**Problem description:** Please reproduce every line of the material from the line containing "Definition first: for each instance of the dirt" through the line containing "[[485, 144], [438, 140], [448, 145]]", both ends included, and scale each answer's point coordinates by 1.85, rounding to whole numbers with halves going up. Keep the requests and their format samples unchanged, and return only these lines.

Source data

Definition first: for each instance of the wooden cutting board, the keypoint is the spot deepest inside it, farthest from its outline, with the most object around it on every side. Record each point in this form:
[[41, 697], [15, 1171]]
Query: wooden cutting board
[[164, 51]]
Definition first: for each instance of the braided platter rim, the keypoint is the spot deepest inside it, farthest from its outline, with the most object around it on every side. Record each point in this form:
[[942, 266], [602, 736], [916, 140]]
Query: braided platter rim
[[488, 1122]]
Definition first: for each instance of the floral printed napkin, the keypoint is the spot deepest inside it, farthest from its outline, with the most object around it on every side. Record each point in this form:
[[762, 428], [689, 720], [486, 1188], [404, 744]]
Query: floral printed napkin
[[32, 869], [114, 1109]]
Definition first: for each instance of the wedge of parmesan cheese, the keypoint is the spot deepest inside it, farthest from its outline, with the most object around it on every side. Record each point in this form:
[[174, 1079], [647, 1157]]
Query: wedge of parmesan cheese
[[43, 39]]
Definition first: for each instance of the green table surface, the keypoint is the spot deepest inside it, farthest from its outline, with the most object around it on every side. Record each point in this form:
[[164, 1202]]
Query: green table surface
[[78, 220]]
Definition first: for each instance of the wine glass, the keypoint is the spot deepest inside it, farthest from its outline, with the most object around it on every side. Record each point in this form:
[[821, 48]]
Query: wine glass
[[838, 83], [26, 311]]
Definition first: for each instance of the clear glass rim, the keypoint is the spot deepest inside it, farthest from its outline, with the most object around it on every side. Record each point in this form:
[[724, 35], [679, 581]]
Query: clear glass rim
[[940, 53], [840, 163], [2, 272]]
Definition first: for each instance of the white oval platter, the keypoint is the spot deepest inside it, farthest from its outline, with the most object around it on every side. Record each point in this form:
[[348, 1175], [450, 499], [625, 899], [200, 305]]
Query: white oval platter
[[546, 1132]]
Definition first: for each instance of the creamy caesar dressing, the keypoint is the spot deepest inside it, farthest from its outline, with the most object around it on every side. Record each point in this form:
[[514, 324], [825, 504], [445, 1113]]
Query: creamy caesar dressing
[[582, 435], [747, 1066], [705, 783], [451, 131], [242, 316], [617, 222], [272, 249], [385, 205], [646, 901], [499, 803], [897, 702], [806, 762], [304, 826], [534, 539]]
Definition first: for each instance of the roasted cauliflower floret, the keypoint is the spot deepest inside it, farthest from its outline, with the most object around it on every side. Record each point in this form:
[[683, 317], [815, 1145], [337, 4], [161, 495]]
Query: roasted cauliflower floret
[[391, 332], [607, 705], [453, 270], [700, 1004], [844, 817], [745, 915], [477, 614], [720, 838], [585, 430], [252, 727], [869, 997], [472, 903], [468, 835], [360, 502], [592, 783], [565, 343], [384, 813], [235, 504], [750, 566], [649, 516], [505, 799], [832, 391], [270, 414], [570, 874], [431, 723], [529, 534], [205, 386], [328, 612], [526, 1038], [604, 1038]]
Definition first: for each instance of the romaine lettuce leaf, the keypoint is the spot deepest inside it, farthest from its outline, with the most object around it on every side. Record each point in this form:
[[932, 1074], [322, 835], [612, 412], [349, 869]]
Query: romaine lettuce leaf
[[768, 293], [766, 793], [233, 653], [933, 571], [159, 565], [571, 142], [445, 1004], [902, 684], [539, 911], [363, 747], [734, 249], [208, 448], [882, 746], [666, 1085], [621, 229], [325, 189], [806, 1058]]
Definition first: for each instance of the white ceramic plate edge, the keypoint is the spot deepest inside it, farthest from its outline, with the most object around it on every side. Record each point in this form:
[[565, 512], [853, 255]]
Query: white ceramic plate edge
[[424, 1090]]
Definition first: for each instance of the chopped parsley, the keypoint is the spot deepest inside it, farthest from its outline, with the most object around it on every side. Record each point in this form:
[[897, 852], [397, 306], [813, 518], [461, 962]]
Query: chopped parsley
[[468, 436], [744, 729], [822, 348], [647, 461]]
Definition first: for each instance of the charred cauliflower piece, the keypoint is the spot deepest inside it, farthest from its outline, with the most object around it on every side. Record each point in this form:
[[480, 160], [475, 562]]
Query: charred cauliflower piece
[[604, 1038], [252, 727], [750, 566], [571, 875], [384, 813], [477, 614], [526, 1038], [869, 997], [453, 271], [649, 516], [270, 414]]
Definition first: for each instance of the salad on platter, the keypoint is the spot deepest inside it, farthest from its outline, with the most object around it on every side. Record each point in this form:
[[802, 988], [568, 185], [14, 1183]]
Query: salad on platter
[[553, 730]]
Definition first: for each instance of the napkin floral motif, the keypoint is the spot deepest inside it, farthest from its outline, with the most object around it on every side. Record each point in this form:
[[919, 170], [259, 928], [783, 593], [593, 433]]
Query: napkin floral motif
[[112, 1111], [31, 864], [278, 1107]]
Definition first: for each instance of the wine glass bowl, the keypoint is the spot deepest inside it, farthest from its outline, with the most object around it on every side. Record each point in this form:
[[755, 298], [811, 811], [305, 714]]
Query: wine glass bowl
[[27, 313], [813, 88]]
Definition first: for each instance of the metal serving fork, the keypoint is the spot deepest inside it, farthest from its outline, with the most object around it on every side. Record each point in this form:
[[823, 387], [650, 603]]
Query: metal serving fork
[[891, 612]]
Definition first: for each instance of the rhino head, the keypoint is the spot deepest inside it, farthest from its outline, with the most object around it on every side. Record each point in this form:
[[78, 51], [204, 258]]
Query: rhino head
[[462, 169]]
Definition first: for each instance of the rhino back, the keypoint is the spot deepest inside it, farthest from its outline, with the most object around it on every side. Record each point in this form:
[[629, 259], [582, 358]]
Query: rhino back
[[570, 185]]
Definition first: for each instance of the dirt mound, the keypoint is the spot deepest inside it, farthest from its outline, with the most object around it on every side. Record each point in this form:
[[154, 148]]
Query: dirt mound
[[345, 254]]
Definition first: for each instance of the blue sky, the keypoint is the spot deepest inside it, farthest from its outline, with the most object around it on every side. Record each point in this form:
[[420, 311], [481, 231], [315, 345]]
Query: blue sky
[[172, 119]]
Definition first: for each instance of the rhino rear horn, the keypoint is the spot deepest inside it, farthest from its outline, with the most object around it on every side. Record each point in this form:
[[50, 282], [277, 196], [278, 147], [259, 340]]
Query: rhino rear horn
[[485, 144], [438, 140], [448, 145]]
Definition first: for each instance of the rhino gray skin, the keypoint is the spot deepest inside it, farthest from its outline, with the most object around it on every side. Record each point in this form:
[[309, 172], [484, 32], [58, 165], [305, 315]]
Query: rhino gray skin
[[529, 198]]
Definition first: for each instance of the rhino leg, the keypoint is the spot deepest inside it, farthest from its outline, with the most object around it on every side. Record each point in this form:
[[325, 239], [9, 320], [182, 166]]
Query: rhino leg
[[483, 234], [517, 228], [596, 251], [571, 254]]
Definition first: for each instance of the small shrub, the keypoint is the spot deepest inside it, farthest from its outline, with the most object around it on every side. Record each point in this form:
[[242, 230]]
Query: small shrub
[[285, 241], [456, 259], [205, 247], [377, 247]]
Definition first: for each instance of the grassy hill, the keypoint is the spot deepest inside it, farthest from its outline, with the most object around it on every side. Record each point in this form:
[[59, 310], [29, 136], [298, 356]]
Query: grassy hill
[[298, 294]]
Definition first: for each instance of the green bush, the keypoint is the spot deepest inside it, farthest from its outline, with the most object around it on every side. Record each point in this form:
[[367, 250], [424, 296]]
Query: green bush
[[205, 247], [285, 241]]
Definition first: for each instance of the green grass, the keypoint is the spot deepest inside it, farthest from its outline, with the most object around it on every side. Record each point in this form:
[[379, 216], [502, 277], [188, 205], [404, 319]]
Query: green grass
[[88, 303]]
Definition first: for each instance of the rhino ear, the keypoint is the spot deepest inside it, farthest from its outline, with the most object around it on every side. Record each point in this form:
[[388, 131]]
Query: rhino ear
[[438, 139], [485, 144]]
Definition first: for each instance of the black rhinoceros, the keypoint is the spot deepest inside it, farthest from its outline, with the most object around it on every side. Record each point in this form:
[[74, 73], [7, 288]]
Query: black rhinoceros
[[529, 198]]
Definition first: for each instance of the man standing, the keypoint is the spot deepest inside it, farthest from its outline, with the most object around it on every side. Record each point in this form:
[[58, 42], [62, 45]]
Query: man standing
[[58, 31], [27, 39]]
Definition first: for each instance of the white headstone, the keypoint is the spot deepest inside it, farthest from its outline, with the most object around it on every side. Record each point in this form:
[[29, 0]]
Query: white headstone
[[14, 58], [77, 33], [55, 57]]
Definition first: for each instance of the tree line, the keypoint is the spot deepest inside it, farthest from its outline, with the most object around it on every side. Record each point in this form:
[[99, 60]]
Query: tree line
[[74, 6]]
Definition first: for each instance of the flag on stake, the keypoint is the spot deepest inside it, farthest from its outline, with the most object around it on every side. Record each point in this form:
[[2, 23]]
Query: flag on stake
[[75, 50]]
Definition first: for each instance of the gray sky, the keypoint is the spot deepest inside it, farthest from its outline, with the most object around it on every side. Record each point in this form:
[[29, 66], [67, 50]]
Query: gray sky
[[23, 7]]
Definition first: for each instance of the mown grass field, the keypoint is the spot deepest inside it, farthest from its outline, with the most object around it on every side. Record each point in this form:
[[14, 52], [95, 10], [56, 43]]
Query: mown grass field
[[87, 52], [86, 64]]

**Exercise solution:**
Definition first: for each instance of the dirt mound, the keypoint is the spot deepest inside it, farthest from its outline, with the most object around it on every side. Record each point in this form:
[[154, 148]]
Query: dirt mound
[[638, 470]]
Definition first: for each instance of the blue sky, the keypoint is the spot deepest inside it, farthest from its outline, with the most object around it on every side. Record each point in this form:
[[420, 311], [481, 231], [315, 345]]
Query: blue sky
[[318, 220]]
Definition first: for each instance of the rhino rear horn, the keypoint is the spot deepest inside it, farthest from its outline, with the most object around it on every side. Record each point in this form:
[[50, 282], [277, 196], [278, 147], [259, 340]]
Query: rhino rear horn
[[897, 266], [810, 259], [829, 268]]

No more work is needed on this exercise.